Start of Provided data

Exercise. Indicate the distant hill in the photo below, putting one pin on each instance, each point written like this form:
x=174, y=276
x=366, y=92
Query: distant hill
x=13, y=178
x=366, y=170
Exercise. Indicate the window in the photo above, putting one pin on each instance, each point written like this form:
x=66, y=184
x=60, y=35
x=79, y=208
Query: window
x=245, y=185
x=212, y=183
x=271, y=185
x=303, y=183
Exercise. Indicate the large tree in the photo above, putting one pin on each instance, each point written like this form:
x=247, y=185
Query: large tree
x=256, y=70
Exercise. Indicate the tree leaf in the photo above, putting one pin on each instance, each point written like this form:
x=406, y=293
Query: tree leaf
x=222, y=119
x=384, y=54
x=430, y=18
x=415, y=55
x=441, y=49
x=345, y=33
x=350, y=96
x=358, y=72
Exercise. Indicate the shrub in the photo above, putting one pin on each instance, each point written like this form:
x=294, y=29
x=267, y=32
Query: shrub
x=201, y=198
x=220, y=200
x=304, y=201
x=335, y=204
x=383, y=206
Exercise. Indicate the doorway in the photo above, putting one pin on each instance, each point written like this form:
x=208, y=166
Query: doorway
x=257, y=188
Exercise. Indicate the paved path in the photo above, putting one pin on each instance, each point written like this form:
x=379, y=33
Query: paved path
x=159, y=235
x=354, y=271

End of Provided data
Start of Provided data

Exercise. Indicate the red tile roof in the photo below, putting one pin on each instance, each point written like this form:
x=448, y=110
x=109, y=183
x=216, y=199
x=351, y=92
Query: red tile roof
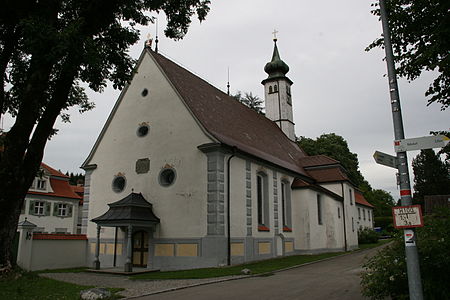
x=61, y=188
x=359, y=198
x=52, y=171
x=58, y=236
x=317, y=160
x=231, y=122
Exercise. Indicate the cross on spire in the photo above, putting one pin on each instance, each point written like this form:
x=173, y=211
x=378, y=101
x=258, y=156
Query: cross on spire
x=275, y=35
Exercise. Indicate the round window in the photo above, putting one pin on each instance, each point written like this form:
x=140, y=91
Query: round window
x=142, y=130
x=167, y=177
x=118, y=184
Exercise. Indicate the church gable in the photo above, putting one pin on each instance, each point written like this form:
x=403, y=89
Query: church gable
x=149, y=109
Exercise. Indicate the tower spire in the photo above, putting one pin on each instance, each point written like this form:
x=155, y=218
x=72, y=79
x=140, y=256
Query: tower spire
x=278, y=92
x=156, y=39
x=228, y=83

End of Provided data
Start of Provided data

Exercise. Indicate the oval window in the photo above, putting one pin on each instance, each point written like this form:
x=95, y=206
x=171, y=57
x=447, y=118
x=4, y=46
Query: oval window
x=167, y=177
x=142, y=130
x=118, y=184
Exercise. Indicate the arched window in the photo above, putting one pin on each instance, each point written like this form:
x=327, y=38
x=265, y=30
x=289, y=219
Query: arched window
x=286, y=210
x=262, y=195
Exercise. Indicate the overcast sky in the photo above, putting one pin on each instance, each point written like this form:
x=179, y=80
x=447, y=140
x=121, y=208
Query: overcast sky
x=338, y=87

End of Provided data

• [Brief]
Return all lines from the data above with "below" in them.

• [Task answer]
Exercise. Indicate the distant hill in the photo below, putting one pin on each instance, each point written like this form:
Exercise. Indicate the red tile roof in the photo below, putting one pin on each instance, each point written like this form:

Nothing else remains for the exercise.